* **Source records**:
-- START --
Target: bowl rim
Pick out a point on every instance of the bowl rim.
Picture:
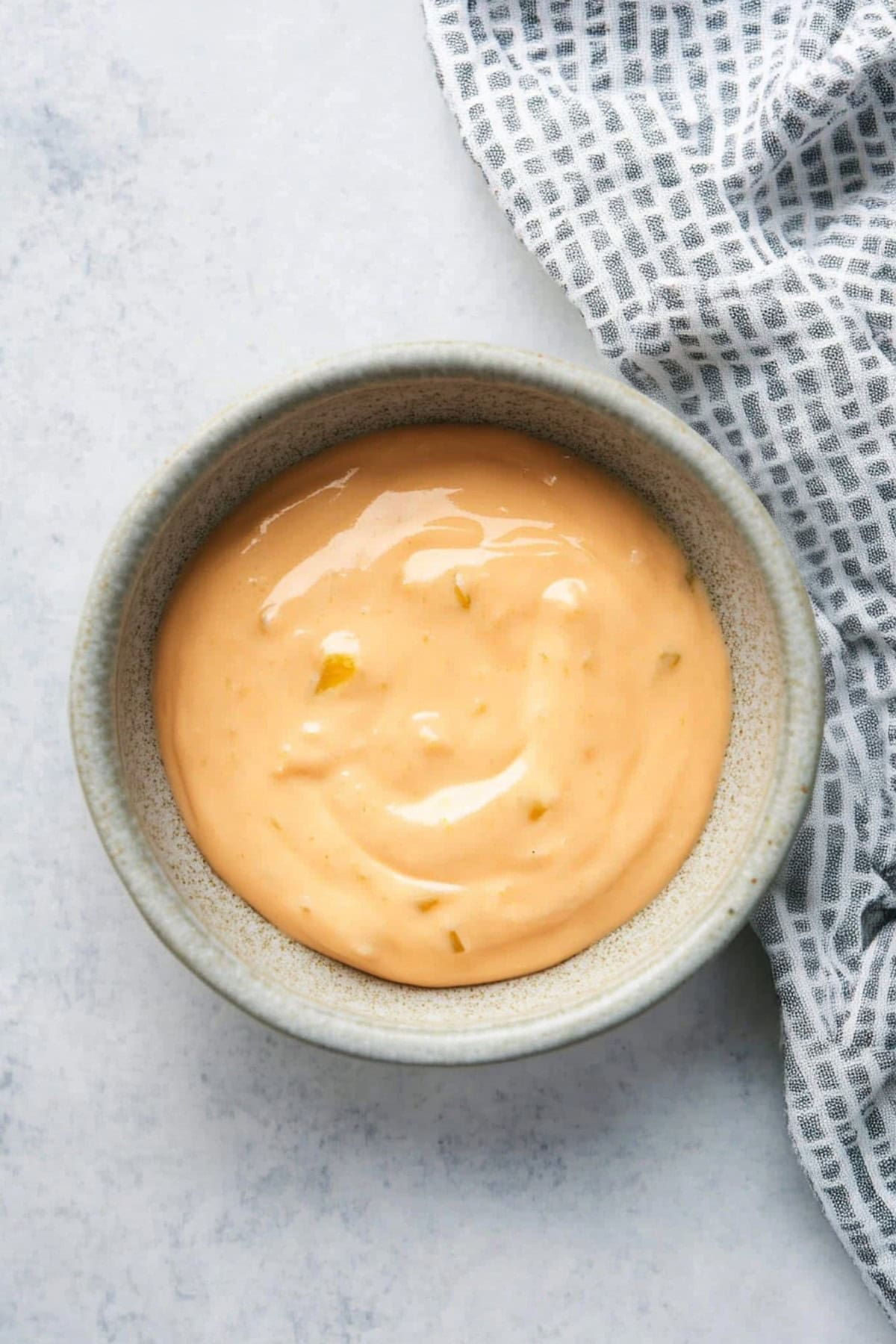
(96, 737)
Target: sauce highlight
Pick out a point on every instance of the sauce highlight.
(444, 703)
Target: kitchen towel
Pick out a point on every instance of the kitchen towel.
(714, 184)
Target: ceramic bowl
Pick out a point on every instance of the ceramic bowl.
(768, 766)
-- END --
-- START --
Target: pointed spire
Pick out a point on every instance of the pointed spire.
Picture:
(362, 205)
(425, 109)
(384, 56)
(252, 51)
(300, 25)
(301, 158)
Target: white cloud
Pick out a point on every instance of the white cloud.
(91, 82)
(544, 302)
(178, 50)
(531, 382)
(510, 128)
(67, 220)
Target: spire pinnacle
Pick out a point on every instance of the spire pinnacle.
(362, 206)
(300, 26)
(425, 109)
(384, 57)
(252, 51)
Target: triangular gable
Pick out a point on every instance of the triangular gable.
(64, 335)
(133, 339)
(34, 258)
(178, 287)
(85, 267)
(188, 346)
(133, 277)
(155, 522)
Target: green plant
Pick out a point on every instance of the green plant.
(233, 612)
-- END --
* **Objective**: Locate every line in the records above that contains the word "towel", and copy each of those lines.

* **Completed task**:
Target: kitchen towel
Pick out a point on every instance of the kitchen towel.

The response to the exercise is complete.